AIM OF THE EXERCISE
Check every line of the data for the word "striped", and copy those that have it.

Top of DATA TO USE

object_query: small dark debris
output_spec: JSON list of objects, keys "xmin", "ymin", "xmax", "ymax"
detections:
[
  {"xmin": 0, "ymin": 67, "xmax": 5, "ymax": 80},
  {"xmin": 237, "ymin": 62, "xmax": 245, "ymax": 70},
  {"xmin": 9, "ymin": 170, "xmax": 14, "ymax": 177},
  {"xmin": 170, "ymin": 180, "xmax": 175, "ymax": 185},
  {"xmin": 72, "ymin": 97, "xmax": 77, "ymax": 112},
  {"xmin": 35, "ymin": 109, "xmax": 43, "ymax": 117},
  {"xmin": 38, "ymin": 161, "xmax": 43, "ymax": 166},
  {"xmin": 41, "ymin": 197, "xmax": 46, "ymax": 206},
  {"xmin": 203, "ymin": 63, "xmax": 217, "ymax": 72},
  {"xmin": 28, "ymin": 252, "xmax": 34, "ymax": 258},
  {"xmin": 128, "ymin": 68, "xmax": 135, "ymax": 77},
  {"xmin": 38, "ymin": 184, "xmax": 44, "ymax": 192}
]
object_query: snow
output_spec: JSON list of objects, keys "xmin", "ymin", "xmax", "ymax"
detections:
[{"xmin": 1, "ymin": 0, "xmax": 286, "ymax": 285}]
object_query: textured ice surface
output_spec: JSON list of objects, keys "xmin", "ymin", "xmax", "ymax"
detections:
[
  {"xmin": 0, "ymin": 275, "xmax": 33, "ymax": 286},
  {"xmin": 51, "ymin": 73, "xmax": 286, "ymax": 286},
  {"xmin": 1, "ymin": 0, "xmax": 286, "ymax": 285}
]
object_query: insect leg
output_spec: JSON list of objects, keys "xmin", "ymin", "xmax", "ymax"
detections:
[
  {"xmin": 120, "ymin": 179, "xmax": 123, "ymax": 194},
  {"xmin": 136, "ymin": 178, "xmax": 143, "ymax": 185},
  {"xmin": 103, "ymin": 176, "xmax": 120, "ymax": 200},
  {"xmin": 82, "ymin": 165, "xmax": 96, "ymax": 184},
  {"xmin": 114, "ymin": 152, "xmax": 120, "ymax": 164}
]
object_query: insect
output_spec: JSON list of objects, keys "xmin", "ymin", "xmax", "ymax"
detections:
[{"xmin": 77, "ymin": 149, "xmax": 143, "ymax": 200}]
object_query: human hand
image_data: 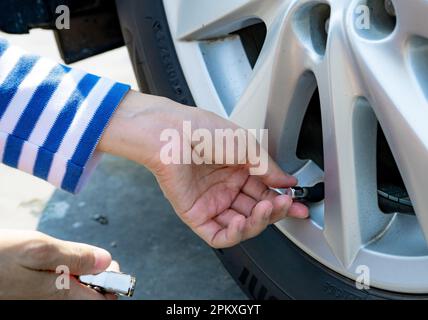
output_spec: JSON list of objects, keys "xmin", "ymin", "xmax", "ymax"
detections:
[
  {"xmin": 100, "ymin": 91, "xmax": 309, "ymax": 248},
  {"xmin": 0, "ymin": 230, "xmax": 117, "ymax": 299}
]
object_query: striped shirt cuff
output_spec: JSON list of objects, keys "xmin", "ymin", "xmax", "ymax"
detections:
[{"xmin": 0, "ymin": 39, "xmax": 130, "ymax": 193}]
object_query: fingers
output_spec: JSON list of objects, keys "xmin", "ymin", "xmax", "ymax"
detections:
[
  {"xmin": 64, "ymin": 277, "xmax": 112, "ymax": 300},
  {"xmin": 212, "ymin": 201, "xmax": 273, "ymax": 247},
  {"xmin": 242, "ymin": 200, "xmax": 273, "ymax": 239},
  {"xmin": 27, "ymin": 269, "xmax": 112, "ymax": 300},
  {"xmin": 235, "ymin": 180, "xmax": 297, "ymax": 222},
  {"xmin": 231, "ymin": 193, "xmax": 257, "ymax": 216},
  {"xmin": 231, "ymin": 192, "xmax": 292, "ymax": 223},
  {"xmin": 258, "ymin": 156, "xmax": 297, "ymax": 188},
  {"xmin": 55, "ymin": 262, "xmax": 121, "ymax": 300},
  {"xmin": 269, "ymin": 194, "xmax": 293, "ymax": 222},
  {"xmin": 107, "ymin": 260, "xmax": 121, "ymax": 272},
  {"xmin": 287, "ymin": 201, "xmax": 310, "ymax": 219},
  {"xmin": 241, "ymin": 176, "xmax": 309, "ymax": 222},
  {"xmin": 209, "ymin": 214, "xmax": 246, "ymax": 248},
  {"xmin": 21, "ymin": 235, "xmax": 112, "ymax": 275},
  {"xmin": 197, "ymin": 198, "xmax": 307, "ymax": 249},
  {"xmin": 242, "ymin": 176, "xmax": 287, "ymax": 202}
]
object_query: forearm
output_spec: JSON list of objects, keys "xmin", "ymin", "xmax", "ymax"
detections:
[{"xmin": 98, "ymin": 89, "xmax": 257, "ymax": 172}]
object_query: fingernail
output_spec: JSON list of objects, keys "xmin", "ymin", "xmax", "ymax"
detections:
[{"xmin": 93, "ymin": 248, "xmax": 112, "ymax": 273}]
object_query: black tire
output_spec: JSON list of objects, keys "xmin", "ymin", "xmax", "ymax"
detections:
[{"xmin": 115, "ymin": 0, "xmax": 427, "ymax": 300}]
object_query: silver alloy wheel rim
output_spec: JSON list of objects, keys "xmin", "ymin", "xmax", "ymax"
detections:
[{"xmin": 163, "ymin": 0, "xmax": 428, "ymax": 293}]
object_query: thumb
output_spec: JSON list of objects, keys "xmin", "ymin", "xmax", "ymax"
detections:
[
  {"xmin": 256, "ymin": 154, "xmax": 297, "ymax": 188},
  {"xmin": 23, "ymin": 236, "xmax": 112, "ymax": 275},
  {"xmin": 244, "ymin": 130, "xmax": 297, "ymax": 188},
  {"xmin": 51, "ymin": 239, "xmax": 112, "ymax": 275}
]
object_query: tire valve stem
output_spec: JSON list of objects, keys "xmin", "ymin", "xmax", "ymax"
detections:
[
  {"xmin": 285, "ymin": 182, "xmax": 324, "ymax": 202},
  {"xmin": 284, "ymin": 182, "xmax": 325, "ymax": 203}
]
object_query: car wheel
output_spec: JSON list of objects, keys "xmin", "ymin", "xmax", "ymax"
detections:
[{"xmin": 116, "ymin": 0, "xmax": 428, "ymax": 299}]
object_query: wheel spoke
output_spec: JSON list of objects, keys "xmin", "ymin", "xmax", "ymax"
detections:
[
  {"xmin": 351, "ymin": 38, "xmax": 428, "ymax": 244},
  {"xmin": 169, "ymin": 0, "xmax": 289, "ymax": 40},
  {"xmin": 230, "ymin": 5, "xmax": 315, "ymax": 172},
  {"xmin": 395, "ymin": 0, "xmax": 428, "ymax": 39},
  {"xmin": 316, "ymin": 21, "xmax": 391, "ymax": 267}
]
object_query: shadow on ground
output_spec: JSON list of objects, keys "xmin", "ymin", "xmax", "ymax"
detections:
[{"xmin": 38, "ymin": 155, "xmax": 246, "ymax": 300}]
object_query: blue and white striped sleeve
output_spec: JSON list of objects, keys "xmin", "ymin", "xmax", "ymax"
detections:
[{"xmin": 0, "ymin": 39, "xmax": 130, "ymax": 193}]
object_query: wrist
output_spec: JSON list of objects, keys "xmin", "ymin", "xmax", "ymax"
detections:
[{"xmin": 98, "ymin": 90, "xmax": 189, "ymax": 170}]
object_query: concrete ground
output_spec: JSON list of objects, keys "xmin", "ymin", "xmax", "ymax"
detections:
[{"xmin": 0, "ymin": 30, "xmax": 246, "ymax": 299}]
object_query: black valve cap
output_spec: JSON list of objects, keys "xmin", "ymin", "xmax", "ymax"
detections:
[{"xmin": 303, "ymin": 182, "xmax": 325, "ymax": 203}]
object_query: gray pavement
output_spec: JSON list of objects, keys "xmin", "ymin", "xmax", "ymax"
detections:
[{"xmin": 38, "ymin": 155, "xmax": 247, "ymax": 300}]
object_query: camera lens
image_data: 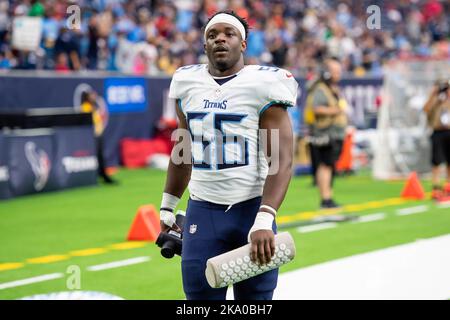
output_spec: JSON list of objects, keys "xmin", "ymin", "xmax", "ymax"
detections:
[{"xmin": 161, "ymin": 240, "xmax": 176, "ymax": 258}]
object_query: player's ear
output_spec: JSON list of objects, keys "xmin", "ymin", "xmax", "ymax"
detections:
[
  {"xmin": 241, "ymin": 40, "xmax": 247, "ymax": 52},
  {"xmin": 203, "ymin": 43, "xmax": 207, "ymax": 53}
]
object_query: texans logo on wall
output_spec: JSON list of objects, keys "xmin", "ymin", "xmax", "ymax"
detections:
[{"xmin": 24, "ymin": 141, "xmax": 51, "ymax": 192}]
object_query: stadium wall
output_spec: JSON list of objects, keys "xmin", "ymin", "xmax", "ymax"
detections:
[
  {"xmin": 0, "ymin": 126, "xmax": 97, "ymax": 199},
  {"xmin": 0, "ymin": 73, "xmax": 382, "ymax": 167}
]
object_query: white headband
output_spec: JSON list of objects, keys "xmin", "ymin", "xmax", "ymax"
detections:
[{"xmin": 204, "ymin": 13, "xmax": 246, "ymax": 41}]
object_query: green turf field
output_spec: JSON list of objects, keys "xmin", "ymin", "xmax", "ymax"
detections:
[{"xmin": 0, "ymin": 169, "xmax": 449, "ymax": 299}]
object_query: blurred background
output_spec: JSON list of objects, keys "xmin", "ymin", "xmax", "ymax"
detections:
[
  {"xmin": 0, "ymin": 0, "xmax": 448, "ymax": 75},
  {"xmin": 0, "ymin": 0, "xmax": 449, "ymax": 300}
]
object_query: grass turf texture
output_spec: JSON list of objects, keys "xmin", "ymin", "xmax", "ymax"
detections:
[{"xmin": 0, "ymin": 169, "xmax": 449, "ymax": 299}]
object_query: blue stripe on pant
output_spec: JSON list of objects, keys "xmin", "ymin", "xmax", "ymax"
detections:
[{"xmin": 181, "ymin": 196, "xmax": 278, "ymax": 300}]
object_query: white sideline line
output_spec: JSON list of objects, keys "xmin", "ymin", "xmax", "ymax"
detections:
[
  {"xmin": 87, "ymin": 256, "xmax": 151, "ymax": 272},
  {"xmin": 352, "ymin": 213, "xmax": 386, "ymax": 223},
  {"xmin": 297, "ymin": 223, "xmax": 337, "ymax": 233},
  {"xmin": 396, "ymin": 205, "xmax": 428, "ymax": 216},
  {"xmin": 0, "ymin": 273, "xmax": 64, "ymax": 290}
]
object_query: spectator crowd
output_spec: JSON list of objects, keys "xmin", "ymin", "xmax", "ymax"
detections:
[{"xmin": 0, "ymin": 0, "xmax": 448, "ymax": 77}]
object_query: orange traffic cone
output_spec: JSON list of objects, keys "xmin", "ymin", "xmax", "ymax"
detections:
[
  {"xmin": 127, "ymin": 205, "xmax": 161, "ymax": 241},
  {"xmin": 336, "ymin": 130, "xmax": 353, "ymax": 172},
  {"xmin": 401, "ymin": 172, "xmax": 425, "ymax": 200}
]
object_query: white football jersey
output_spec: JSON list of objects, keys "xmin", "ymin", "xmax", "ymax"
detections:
[{"xmin": 169, "ymin": 64, "xmax": 298, "ymax": 205}]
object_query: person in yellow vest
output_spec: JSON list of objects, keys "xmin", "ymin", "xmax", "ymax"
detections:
[
  {"xmin": 304, "ymin": 58, "xmax": 348, "ymax": 209},
  {"xmin": 423, "ymin": 79, "xmax": 450, "ymax": 200},
  {"xmin": 80, "ymin": 90, "xmax": 117, "ymax": 184}
]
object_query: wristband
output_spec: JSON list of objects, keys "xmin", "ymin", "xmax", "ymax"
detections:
[
  {"xmin": 247, "ymin": 211, "xmax": 275, "ymax": 242},
  {"xmin": 259, "ymin": 205, "xmax": 277, "ymax": 216},
  {"xmin": 160, "ymin": 193, "xmax": 180, "ymax": 227},
  {"xmin": 161, "ymin": 192, "xmax": 180, "ymax": 210}
]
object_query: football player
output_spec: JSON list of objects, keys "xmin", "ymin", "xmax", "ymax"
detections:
[{"xmin": 159, "ymin": 10, "xmax": 298, "ymax": 300}]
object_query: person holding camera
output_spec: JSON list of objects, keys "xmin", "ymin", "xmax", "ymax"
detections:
[
  {"xmin": 423, "ymin": 79, "xmax": 450, "ymax": 200},
  {"xmin": 304, "ymin": 57, "xmax": 348, "ymax": 209}
]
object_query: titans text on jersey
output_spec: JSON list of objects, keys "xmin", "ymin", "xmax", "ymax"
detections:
[{"xmin": 169, "ymin": 64, "xmax": 298, "ymax": 205}]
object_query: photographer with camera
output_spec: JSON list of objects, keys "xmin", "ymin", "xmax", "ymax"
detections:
[
  {"xmin": 423, "ymin": 79, "xmax": 450, "ymax": 200},
  {"xmin": 304, "ymin": 57, "xmax": 348, "ymax": 209}
]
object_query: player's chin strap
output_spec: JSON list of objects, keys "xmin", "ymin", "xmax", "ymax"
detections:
[
  {"xmin": 247, "ymin": 205, "xmax": 277, "ymax": 242},
  {"xmin": 160, "ymin": 192, "xmax": 180, "ymax": 227}
]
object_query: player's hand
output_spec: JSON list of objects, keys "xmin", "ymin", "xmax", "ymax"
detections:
[
  {"xmin": 160, "ymin": 221, "xmax": 182, "ymax": 234},
  {"xmin": 159, "ymin": 209, "xmax": 182, "ymax": 233},
  {"xmin": 250, "ymin": 230, "xmax": 275, "ymax": 265}
]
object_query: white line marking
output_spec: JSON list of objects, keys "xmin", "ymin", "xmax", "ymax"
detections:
[
  {"xmin": 352, "ymin": 213, "xmax": 386, "ymax": 223},
  {"xmin": 87, "ymin": 256, "xmax": 151, "ymax": 272},
  {"xmin": 297, "ymin": 223, "xmax": 337, "ymax": 233},
  {"xmin": 0, "ymin": 273, "xmax": 63, "ymax": 290},
  {"xmin": 396, "ymin": 205, "xmax": 428, "ymax": 216}
]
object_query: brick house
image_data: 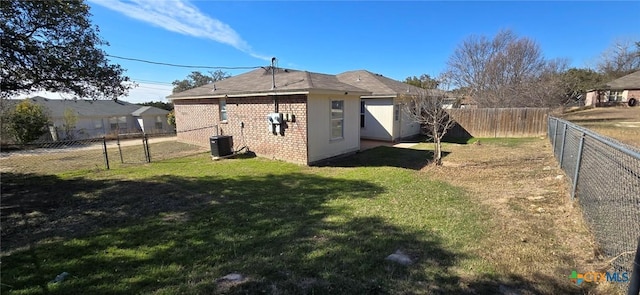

Bottom of DATA TO USE

REPLY TO THE EXERCISE
object_query: striped shirt cuff
object_query: blue and white striped sleeve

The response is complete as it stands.